## Supplied data
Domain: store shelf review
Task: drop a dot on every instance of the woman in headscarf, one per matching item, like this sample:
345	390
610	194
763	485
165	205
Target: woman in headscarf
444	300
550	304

## Required work
Copy every line above, adding 115 to each coordinate in the answers and leaving all other lines unchanged.

## Solution below
Domain: store shelf review
Task: drop a dot on every instance of the woman in headscarf, one per matching item, like this sample:
345	390
610	194
763	485
165	205
Target: woman in headscarf
559	415
665	419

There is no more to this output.